__WHAT IS EXPECTED__
Write out the line that contains "Where can you see the scaly" and every line after it through the end of the entries, exactly as given and with no other lines.

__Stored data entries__
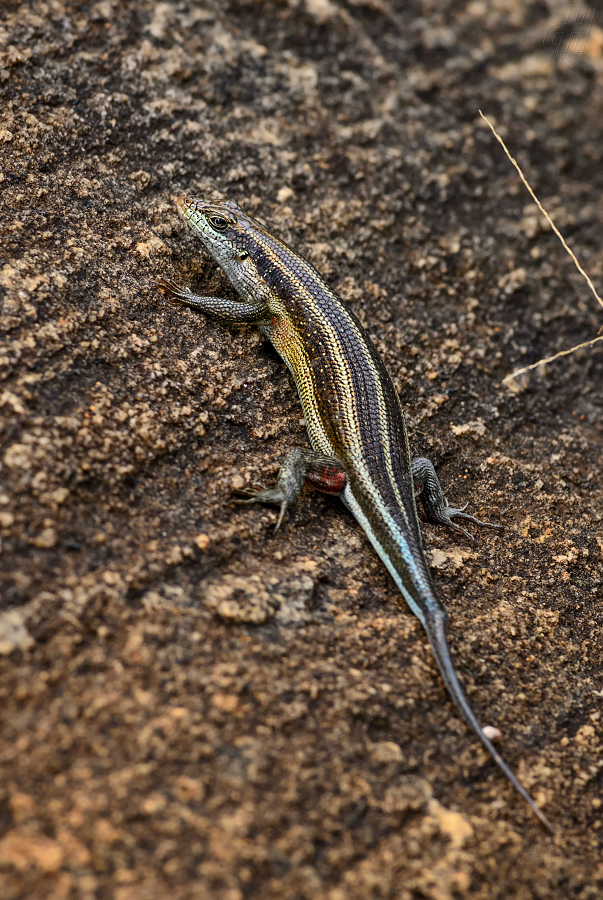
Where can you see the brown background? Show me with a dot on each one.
(190, 706)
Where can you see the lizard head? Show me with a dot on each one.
(229, 234)
(222, 226)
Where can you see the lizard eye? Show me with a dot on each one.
(218, 223)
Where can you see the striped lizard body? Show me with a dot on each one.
(355, 423)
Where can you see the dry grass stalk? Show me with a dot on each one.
(509, 380)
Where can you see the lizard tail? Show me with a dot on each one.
(436, 632)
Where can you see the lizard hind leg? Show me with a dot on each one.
(437, 510)
(299, 467)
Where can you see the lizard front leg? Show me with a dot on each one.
(429, 490)
(299, 467)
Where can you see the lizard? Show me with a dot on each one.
(355, 422)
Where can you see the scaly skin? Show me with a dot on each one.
(353, 415)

__TASK OUTPUT__
Where can you see the scaly skin? Show me with a dot on each one.
(353, 415)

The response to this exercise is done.